The inner and outer wythes of PSIWPs adopted in the above studies are mostly novel materials or ordinary concrete, the matrix of which belongs to brittle materials with very low ultimate tensile strain when cracking, that is 0.01% ∼ 0.02%. However, engineered cementitious composite (ECC) is a novel cementitious composite, and has excellent tensile properties. Its tensile strain is 3%∼7%, which is 200∼500 times that of ordinary concrete (Zhang and Li, 2002). Meanwhile, ECC also has the characteristics of multiple cracking and strain hardening (Hou et al., 2020), as well as ultra-high ductility, toughness and strong durability, which is suitable for application in environments with high requirements such as freezing and thawing (Li and Xu, 2009). In engineering applications, due to the stress direction of ECC determined by irregularly distributed short fibers is not clear, ECC matrix is usually combined with the textiles with light weight, corrosion resistance and clear stress direction to form textile reinforced ECC composites (TRE). According to previous studies (Li et al., 2019; Li and Xu, 2011), TRE is of better cracking control ability and tensile properties than TRC, and the number of layers and treatment methods of textiles can impact the bending properties of TRE thin plank.
Research has been conducted to evaluate the flexural properties of PSIWPs with the novel material as the inner and outer wythes, but basically focused on the conventional environment. In cold regions, the free water inside the building will freeze at low temperatures and melt when the temperature rises, seriously affecting the bearing capacity of the building. In coastal areas, PSIWPs not only crack due to volume expansion caused by freeze-thaw cycles, but are also corroded by the large amount of Na+ and O42− ions in the matrix. Therefore, it is important to study the degradation mechanism of bearing capacity of PSIWPs under freezing-thawing cycles. TRE components with excellent mechanical properties have received extensive attention. Some studies have shown that increasing the number of freezing-thawing cycles can reduce the tensile and flexural performance of TRE thin plank (Yin et al., 2021), as well as the flexural performance of PSIWPs vary with the type and thickness of thermal insulation materials. However, there are limited studies on the flexural performance of PSIWPs with TRE as the inner and outer wythes, especially in the freezing-thawing environment in which PSIWPs repeatedly undergo freezing and thawing.

[Written task 1] Summarize the passage on ECC and freeze-thaw cycles in two sentences.
[Written task 2]
Answer these questions using the passage on ECC and freeze-thaw cycles:
(a) What is the tensile strain range of ECC?
(b) In cold regions, what happens to the free water inside a building?
(c) According to some studies, what does increasing the number of freezing-thawing cycles do to TRE thin plank?

[Information given]
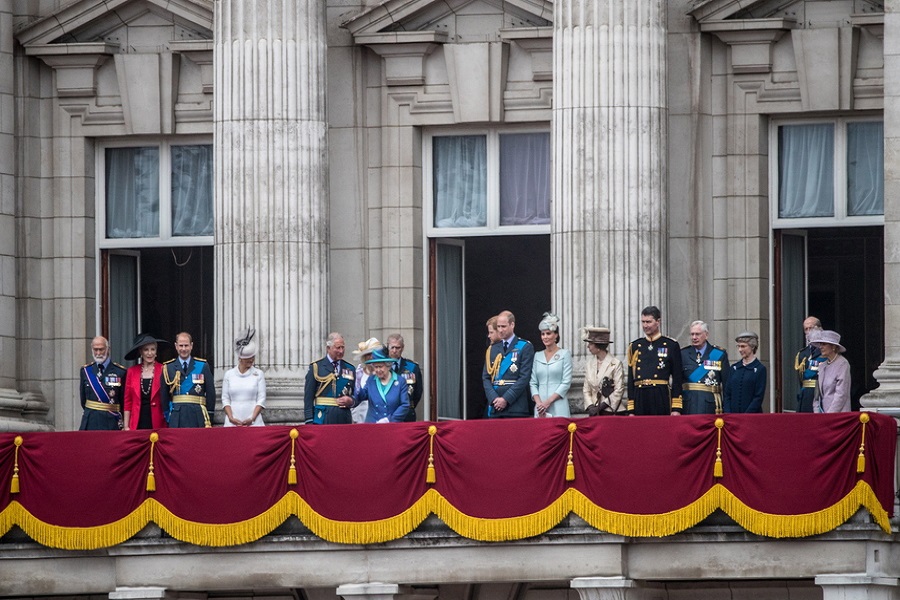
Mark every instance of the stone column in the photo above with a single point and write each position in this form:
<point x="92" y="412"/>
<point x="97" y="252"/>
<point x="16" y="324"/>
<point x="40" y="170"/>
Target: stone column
<point x="887" y="397"/>
<point x="609" y="179"/>
<point x="271" y="186"/>
<point x="857" y="586"/>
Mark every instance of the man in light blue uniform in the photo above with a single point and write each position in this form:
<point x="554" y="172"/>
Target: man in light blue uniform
<point x="705" y="370"/>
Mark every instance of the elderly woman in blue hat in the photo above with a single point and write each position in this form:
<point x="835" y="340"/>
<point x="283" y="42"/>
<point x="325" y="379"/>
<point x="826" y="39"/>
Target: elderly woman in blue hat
<point x="388" y="395"/>
<point x="833" y="385"/>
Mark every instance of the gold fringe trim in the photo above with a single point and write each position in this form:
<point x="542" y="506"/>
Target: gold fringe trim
<point x="570" y="466"/>
<point x="292" y="470"/>
<point x="717" y="468"/>
<point x="861" y="459"/>
<point x="429" y="472"/>
<point x="487" y="530"/>
<point x="14" y="482"/>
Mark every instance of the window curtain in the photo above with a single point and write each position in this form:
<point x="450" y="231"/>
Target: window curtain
<point x="132" y="192"/>
<point x="525" y="179"/>
<point x="460" y="181"/>
<point x="192" y="190"/>
<point x="865" y="168"/>
<point x="450" y="327"/>
<point x="806" y="171"/>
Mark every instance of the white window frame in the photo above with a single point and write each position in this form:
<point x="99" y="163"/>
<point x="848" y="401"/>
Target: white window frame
<point x="840" y="218"/>
<point x="493" y="226"/>
<point x="165" y="238"/>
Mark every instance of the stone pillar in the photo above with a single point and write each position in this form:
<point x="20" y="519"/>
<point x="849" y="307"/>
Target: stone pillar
<point x="887" y="397"/>
<point x="601" y="588"/>
<point x="8" y="318"/>
<point x="857" y="586"/>
<point x="271" y="186"/>
<point x="609" y="178"/>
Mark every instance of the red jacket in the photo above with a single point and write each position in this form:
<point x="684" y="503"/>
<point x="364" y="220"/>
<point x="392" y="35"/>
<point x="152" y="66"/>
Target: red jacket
<point x="133" y="397"/>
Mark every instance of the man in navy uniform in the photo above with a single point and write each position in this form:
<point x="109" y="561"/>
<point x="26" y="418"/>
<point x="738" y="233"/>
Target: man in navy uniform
<point x="407" y="369"/>
<point x="507" y="372"/>
<point x="328" y="393"/>
<point x="806" y="363"/>
<point x="654" y="364"/>
<point x="188" y="392"/>
<point x="705" y="372"/>
<point x="102" y="387"/>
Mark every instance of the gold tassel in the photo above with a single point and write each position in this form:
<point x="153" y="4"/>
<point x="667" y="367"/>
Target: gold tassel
<point x="14" y="483"/>
<point x="151" y="478"/>
<point x="292" y="470"/>
<point x="429" y="473"/>
<point x="717" y="469"/>
<point x="861" y="459"/>
<point x="570" y="466"/>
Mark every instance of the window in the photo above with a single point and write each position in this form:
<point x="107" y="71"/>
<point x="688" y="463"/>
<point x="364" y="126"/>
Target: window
<point x="481" y="183"/>
<point x="156" y="195"/>
<point x="829" y="172"/>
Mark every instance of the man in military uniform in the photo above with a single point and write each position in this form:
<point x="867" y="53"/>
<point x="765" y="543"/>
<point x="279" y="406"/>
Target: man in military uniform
<point x="507" y="372"/>
<point x="408" y="370"/>
<point x="704" y="373"/>
<point x="102" y="386"/>
<point x="188" y="392"/>
<point x="806" y="363"/>
<point x="654" y="363"/>
<point x="328" y="393"/>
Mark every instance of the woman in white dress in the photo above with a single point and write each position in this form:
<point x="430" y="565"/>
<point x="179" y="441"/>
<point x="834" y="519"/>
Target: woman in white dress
<point x="244" y="387"/>
<point x="551" y="374"/>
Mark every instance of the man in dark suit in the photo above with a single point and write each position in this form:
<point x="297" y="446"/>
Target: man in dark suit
<point x="328" y="392"/>
<point x="507" y="372"/>
<point x="188" y="392"/>
<point x="705" y="372"/>
<point x="409" y="370"/>
<point x="654" y="365"/>
<point x="102" y="386"/>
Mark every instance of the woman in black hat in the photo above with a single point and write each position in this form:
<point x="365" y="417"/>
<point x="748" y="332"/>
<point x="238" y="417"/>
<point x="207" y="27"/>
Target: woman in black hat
<point x="142" y="384"/>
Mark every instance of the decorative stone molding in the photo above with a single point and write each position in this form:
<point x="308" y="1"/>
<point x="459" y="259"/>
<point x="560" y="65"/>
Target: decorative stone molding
<point x="75" y="65"/>
<point x="750" y="41"/>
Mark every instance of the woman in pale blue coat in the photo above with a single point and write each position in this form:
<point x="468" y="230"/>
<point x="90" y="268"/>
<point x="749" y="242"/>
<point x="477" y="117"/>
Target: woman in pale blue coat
<point x="551" y="374"/>
<point x="388" y="395"/>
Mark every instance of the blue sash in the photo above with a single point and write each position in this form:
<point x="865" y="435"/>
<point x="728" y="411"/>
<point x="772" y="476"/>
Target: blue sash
<point x="700" y="372"/>
<point x="99" y="390"/>
<point x="506" y="362"/>
<point x="188" y="382"/>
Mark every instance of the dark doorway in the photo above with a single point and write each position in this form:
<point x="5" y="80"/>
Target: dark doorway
<point x="173" y="288"/>
<point x="846" y="291"/>
<point x="502" y="273"/>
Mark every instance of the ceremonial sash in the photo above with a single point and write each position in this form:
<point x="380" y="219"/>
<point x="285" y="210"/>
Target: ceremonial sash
<point x="506" y="362"/>
<point x="188" y="382"/>
<point x="700" y="372"/>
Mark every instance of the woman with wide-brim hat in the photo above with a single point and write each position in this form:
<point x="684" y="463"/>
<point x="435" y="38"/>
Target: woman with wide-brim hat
<point x="363" y="353"/>
<point x="142" y="408"/>
<point x="604" y="376"/>
<point x="244" y="386"/>
<point x="387" y="394"/>
<point x="833" y="385"/>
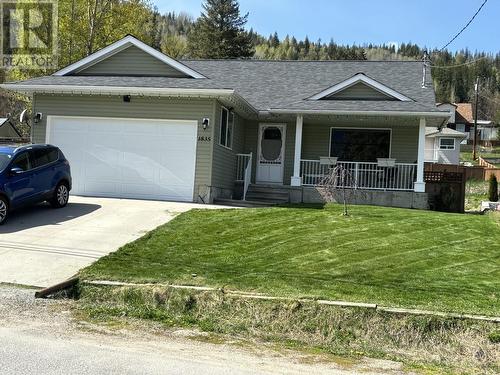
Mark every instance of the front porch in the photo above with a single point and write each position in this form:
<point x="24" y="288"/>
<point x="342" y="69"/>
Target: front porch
<point x="385" y="157"/>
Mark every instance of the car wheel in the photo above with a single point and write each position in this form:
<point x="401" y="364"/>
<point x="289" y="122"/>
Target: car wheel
<point x="61" y="196"/>
<point x="4" y="210"/>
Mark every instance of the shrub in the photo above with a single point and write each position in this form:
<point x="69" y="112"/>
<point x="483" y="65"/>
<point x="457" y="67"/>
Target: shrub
<point x="493" y="190"/>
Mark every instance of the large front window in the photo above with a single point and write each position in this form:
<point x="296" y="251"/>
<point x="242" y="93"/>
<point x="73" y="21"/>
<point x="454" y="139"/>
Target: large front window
<point x="226" y="128"/>
<point x="362" y="145"/>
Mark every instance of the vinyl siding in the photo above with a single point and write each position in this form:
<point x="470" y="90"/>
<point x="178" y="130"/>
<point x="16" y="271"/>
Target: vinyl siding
<point x="131" y="61"/>
<point x="152" y="108"/>
<point x="224" y="159"/>
<point x="251" y="144"/>
<point x="359" y="91"/>
<point x="316" y="140"/>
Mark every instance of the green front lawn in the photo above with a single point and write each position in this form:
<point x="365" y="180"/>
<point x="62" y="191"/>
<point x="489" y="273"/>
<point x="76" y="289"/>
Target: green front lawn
<point x="395" y="257"/>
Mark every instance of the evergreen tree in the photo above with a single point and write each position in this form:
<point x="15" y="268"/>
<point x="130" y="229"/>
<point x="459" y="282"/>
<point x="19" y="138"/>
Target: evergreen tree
<point x="219" y="32"/>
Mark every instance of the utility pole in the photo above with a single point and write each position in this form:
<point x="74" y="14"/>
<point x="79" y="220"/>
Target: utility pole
<point x="474" y="145"/>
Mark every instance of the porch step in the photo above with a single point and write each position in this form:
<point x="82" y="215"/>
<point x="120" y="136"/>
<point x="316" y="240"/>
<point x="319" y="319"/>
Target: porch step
<point x="240" y="203"/>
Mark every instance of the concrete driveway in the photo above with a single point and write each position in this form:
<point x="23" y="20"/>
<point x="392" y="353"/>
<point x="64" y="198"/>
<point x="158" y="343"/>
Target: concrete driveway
<point x="40" y="246"/>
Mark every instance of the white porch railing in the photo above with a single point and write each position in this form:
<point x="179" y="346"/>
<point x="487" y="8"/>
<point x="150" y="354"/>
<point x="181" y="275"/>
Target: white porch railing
<point x="244" y="171"/>
<point x="369" y="176"/>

[Written answer 1] Engineered cementitious composite (ECC) has far greater tensile strain than ordinary concrete, along with multiple cracking, strain hardening, high ductility and strong durability, and it is usually combined with textiles to form textile reinforced ECC composites (TRE), which show better cracking control and tensile properties than TRC. Research on the flexural properties of PSIWPs has mostly addressed the conventional environment, and there are limited studies on PSIWPs with TRE as the inner and outer wythes, especially under repeated freezing and thawing.

[Written answer 2]
(a) 3% to 7%, which is 200 to 500 times that of ordinary concrete.
(b) It freezes at low temperatures and melts when the temperature rises.
(c) It reduces their tensile and flexural performance.